Les gros V8 américains

Jim Stokes Workshops Limited est une entreprise britannique spécialisée dans la restauration, la reconstruction et l’entretien de voitures de collection, comme les Alfa Romeo 8C des années 1930, par exemple. Pour reconstruire les moteurs à l’identique, cette société a investi dans trois centres d’usinage verticaux CNC Haas. Jim Stokes, propriétaire de l’entreprise, effectue une comparaison très pertinente entre ces machines et les moteurs, en les appelant «les gros V8 américains, splendides et fonctionnels».
Depuis ses débuts il y a plus de trente ans et en tant que très petite entreprise, Jim Stokes Workshops Ltd (Groupe JSW) n’a cessé de se développer au fil des années, pour compter aujourd’hui cinq unités de production spacieuses implantées sur une zone industrielle de Waterlooville, Hampshire (Royaume-Uni). La société emploie une équipe de cinquante personnes, dont de nombreux techniciens spécialisés dans l’un des plus originaux secteurs de l’ingénierie automobile.

• **Consigne 1**
Recopie l'extrait source en entier, sans rien y changer.

Entrées du jeu de données:

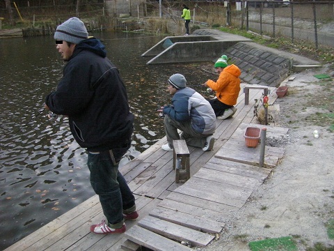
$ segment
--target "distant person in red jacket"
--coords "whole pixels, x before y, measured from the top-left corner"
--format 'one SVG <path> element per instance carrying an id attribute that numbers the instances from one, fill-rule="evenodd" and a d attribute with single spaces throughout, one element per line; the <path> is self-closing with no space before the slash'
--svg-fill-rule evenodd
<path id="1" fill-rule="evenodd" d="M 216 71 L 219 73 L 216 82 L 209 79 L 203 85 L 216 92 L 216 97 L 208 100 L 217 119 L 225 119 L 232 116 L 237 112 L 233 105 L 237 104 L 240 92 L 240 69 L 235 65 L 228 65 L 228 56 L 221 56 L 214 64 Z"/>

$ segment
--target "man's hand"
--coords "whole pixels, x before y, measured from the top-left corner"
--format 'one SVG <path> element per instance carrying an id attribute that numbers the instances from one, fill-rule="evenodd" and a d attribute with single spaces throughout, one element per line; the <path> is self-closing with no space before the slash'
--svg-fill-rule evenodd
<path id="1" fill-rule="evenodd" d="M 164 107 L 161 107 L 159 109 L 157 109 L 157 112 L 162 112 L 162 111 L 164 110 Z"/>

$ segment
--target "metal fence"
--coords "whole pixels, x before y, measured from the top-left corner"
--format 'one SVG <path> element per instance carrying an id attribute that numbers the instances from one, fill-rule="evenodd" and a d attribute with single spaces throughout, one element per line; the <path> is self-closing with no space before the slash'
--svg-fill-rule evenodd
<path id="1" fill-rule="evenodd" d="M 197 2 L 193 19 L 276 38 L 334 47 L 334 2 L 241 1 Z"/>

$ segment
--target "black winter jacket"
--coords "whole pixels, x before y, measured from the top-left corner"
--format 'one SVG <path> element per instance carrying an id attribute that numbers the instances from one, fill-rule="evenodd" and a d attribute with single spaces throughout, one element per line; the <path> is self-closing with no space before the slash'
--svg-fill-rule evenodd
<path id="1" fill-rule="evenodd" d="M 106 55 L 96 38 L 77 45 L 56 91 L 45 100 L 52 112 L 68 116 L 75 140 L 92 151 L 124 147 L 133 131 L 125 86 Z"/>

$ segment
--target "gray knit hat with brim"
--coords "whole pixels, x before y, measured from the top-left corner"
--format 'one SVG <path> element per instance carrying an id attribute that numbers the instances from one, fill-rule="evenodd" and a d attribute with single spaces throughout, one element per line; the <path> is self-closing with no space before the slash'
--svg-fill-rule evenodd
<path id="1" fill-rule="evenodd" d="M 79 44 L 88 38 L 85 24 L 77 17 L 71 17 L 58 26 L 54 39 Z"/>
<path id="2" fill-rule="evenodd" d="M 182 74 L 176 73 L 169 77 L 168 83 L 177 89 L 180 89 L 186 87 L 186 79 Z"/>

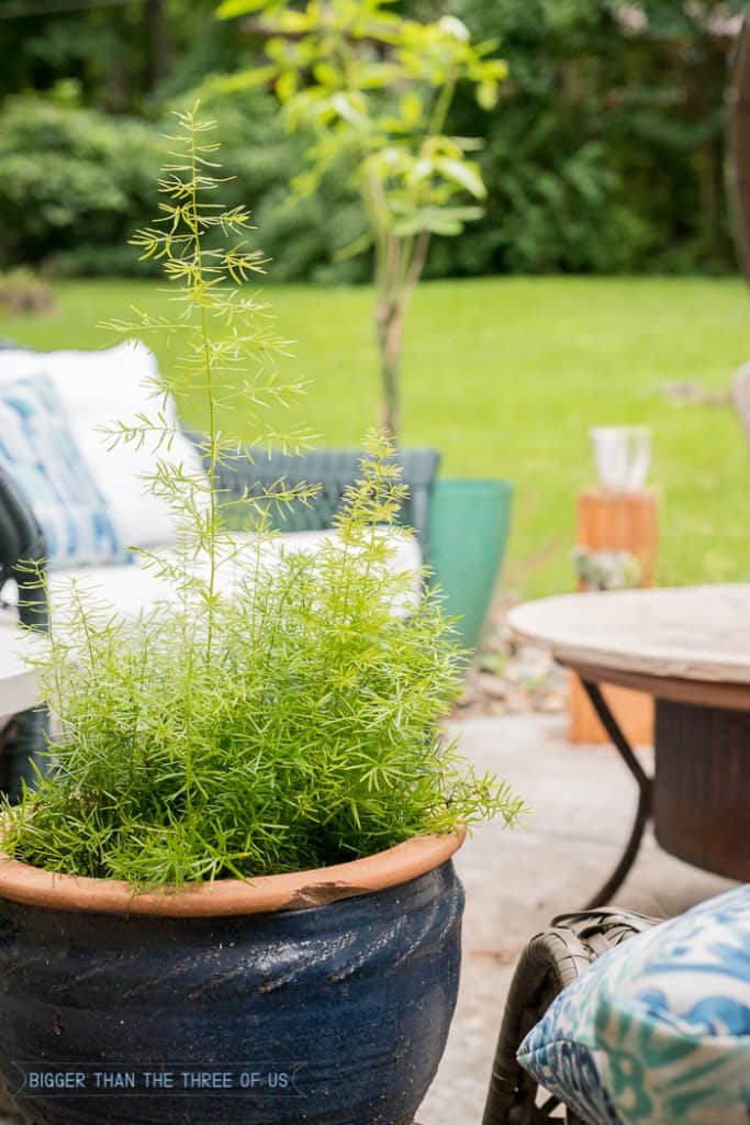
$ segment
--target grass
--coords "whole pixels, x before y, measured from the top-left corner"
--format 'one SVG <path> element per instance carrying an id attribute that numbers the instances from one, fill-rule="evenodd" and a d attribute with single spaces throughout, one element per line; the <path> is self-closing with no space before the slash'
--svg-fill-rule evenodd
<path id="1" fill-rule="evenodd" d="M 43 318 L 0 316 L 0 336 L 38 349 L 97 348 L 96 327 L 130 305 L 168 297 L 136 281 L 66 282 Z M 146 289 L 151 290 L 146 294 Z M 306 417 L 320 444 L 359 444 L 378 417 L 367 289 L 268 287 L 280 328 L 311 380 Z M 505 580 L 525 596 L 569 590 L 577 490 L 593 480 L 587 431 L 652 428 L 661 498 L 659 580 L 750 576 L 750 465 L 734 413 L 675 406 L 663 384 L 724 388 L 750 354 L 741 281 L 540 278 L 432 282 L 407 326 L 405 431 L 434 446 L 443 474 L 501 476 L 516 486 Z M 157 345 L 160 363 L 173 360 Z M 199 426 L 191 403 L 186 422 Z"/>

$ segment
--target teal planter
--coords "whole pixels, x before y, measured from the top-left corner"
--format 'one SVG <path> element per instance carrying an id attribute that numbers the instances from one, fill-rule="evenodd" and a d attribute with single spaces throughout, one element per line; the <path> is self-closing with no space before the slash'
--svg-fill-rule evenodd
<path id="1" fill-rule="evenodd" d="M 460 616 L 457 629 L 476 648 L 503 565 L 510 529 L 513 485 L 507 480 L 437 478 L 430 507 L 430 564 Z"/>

• **Consigne 2**
Parmi les lignes de données ci-dessus, extrais chaque ligne qui contient le mot « target ».

• **Réponse 1**
Les gros V8 américains

Jim Stokes Workshops Limited est une entreprise britannique spécialisée dans la restauration, la reconstruction et l’entretien de voitures de collection, comme les Alfa Romeo 8C des années 1930, par exemple. Pour reconstruire les moteurs à l’identique, cette société a investi dans trois centres d’usinage verticaux CNC Haas. Jim Stokes, propriétaire de l’entreprise, effectue une comparaison très pertinente entre ces machines et les moteurs, en les appelant «les gros V8 américains, splendides et fonctionnels».
Depuis ses débuts il y a plus de trente ans et en tant que très petite entreprise, Jim Stokes Workshops Ltd (Groupe JSW) n’a cessé de se développer au fil des années, pour compter aujourd’hui cinq unités de production spacieuses implantées sur une zone industrielle de Waterlooville, Hampshire (Royaume-Uni). La société emploie une équipe de cinquante personnes, dont de nombreux techniciens spécialisés dans l’un des plus originaux secteurs de l’ingénierie automobile.

• **Réponse 2**
--target "distant person in red jacket"
--target "man's hand"
--target "metal fence"
--target "black winter jacket"
--target "gray knit hat with brim"
--target grass
--target teal planter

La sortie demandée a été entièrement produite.